• _阅读节选_

#####

沧州年俗

2024-03-05 17:23何菲
美食 2024年2期
关键词:灶王爷沧州刺猬

“小孩小孩你别馋,过了腊八就是年……”所以,沧州的年俗是一进腊月就开始了。

腊八饭

小时候过年氛围的第一标志就是吃腊八饭(关于腊八节,沧州和其他地方过法不太一样,不是喝粥而是吃米饭,或是很稠的那种黏饭)。五谷杂粮焖米饭,豆腐白菜炖粉条。五谷不固定,“主流”是大米小米,红枣是必备,因为那是一年的“找向”(沧州读音里“枣”和“找”同音),其他的可以根据自己家传统或实际情况酌情放(据传说,当年佛祖吃的也是施主老太太家剩的粮食熬的粥),像玉米、黑米、花生米、麦子、黑豆、黄豆、红豆、绿豆、爬豆……近几年还有放鹰嘴豆、葡萄干、薏米等等的,主打一个丰富:感谢植物慷慨,感恩大地馈赠。沧州吃腊八饭还有一个讲例,就是要早,天亮后,越早越好。开饭前,还要放鞭炮。印象里,小时候一进腊月,就有好多需放鞭炮的礼俗,老人们会听着鞭炮声笑着说:嗯,有响了,有点过年的意思了!空气中除了食物的香味,还有鞭炮的火药香,硫磺和硝石的气味,搅动起新年的气息,把人们的热情和过年氛围烘托起来。

#####

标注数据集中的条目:

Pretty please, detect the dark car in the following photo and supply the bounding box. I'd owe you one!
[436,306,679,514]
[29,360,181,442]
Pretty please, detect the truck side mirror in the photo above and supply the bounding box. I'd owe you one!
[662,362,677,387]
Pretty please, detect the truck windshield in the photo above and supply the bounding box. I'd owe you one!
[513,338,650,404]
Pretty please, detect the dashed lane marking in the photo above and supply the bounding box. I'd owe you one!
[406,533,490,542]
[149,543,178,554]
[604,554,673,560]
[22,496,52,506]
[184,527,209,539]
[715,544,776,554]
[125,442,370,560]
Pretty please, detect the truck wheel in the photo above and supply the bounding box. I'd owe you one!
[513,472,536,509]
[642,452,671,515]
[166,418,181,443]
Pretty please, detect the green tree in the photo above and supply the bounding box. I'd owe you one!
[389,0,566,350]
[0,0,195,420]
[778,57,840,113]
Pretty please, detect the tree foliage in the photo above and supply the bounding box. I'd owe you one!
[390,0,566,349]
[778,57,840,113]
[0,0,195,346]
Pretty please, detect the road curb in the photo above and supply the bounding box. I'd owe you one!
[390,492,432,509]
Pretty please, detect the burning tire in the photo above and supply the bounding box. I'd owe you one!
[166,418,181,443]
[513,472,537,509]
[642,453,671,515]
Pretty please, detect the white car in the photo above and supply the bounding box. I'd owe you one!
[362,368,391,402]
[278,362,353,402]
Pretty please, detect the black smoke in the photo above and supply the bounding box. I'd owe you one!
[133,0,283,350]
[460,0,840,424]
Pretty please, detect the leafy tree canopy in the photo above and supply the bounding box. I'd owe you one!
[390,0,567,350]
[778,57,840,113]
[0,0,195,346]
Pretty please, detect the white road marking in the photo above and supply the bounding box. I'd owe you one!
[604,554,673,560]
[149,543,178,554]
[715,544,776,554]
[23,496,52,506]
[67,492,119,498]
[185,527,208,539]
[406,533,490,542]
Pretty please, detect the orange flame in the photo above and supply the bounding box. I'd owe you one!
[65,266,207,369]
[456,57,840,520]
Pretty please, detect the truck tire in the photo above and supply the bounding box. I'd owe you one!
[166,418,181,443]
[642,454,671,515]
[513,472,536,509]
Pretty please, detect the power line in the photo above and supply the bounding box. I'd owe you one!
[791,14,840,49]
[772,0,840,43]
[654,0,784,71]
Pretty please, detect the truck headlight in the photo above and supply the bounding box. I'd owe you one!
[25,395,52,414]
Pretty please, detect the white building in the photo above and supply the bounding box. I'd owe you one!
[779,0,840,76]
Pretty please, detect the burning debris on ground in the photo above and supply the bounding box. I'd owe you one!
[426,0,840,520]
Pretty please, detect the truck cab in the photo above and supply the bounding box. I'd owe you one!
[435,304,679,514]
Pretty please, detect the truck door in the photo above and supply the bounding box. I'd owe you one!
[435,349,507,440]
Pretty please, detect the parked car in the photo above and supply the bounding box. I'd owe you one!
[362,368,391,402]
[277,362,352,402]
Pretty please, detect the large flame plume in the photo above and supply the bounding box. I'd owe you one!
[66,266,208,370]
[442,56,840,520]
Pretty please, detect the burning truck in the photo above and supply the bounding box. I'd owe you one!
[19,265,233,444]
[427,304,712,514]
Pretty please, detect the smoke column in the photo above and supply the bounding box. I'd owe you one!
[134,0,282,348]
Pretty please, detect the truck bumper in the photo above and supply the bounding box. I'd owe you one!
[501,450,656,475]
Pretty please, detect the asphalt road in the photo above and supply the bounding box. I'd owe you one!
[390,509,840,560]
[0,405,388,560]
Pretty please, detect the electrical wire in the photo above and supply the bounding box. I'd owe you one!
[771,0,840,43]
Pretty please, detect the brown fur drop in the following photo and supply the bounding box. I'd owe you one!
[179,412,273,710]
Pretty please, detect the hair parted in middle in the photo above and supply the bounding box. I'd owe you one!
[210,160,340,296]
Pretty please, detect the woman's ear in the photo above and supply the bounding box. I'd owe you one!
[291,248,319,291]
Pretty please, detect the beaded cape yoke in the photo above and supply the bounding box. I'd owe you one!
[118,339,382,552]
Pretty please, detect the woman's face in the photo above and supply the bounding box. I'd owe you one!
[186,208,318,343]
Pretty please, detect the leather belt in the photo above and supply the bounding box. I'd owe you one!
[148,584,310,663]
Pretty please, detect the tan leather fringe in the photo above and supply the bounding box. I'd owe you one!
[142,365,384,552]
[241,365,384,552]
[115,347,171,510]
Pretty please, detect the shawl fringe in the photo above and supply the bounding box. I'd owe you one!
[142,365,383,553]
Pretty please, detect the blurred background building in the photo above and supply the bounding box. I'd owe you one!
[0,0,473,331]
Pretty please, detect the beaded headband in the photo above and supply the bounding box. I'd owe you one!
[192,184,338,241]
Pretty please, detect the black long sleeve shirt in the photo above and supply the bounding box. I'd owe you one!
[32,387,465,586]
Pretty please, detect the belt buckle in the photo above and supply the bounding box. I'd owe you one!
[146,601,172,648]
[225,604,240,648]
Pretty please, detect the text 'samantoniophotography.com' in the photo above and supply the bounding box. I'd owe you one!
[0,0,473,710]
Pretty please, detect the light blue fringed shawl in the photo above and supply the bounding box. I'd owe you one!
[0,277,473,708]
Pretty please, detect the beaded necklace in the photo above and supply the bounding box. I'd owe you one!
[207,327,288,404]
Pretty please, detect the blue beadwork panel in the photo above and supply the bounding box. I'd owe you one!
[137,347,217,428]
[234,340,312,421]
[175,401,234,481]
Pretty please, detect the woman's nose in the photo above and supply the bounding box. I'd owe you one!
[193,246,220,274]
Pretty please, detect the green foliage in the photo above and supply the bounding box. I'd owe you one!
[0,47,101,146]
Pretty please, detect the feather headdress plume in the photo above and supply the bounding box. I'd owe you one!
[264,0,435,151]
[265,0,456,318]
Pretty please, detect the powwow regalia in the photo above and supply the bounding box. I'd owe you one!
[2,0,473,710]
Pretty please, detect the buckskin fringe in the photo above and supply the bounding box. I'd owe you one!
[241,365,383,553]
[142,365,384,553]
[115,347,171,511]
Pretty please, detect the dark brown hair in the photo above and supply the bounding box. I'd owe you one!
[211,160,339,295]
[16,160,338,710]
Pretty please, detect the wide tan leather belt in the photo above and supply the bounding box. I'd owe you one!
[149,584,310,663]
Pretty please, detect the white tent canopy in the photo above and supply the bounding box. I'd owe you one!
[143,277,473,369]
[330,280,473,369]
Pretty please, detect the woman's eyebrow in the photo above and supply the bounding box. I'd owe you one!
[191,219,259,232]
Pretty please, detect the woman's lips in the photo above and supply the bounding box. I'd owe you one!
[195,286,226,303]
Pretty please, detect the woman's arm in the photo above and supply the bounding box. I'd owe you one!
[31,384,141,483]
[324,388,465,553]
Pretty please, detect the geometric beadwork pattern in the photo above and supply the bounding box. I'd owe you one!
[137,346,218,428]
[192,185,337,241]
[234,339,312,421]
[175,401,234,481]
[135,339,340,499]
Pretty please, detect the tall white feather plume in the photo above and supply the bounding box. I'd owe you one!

#####

• _练习内容_
**A.** 《沧州年俗》一文提到,近几年腊八饭里还会放哪些东西?逐一列出。
**B.** 照原文抄录《沧州年俗》中的一段:从含有“2024-03-05 17:23何菲”的地方开始,到“们的热情和过年氛围烘托起来。”为止。

• _各题答案_
**A.** 鹰嘴豆、葡萄干、薏米

**B.**
2024-03-05 17:23何菲
美食 2024年2期
关键词:灶王爷沧州刺猬

“小孩小孩你别馋,过了腊八就是年……”所以,沧州的年俗是一进腊月就开始了。

腊八饭

小时候过年氛围的第一标志就是吃腊八饭(关于腊八节,沧州和其他地方过法不太一样,不是喝粥而是吃米饭,或是很稠的那种黏饭)。五谷杂粮焖米饭,豆腐白菜炖粉条。五谷不固定,“主流”是大米小米,红枣是必备,因为那是一年的“找向”(沧州读音里“枣”和“找”同音),其他的可以根据自己家传统或实际情况酌情放(据传说,当年佛祖吃的也是施主老太太家剩的粮食熬的粥),像玉米、黑米、花生米、麦子、黑豆、黄豆、红豆、绿豆、爬豆……近几年还有放鹰嘴豆、葡萄干、薏米等等的,主打一个丰富:感谢植物慷慨,感恩大地馈赠。沧州吃腊八饭还有一个讲例,就是要早,天亮后,越早越好。开饭前,还要放鞭炮。印象里,小时候一进腊月,就有好多需放鞭炮的礼俗,老人们会听着鞭炮声笑着说:嗯,有响了,有点过年的意思了!空气中除了食物的香味,还有鞭炮的火药香,硫磺和硝石的气味,搅动起新年的气息,把人们的热情和过年氛围烘托起来。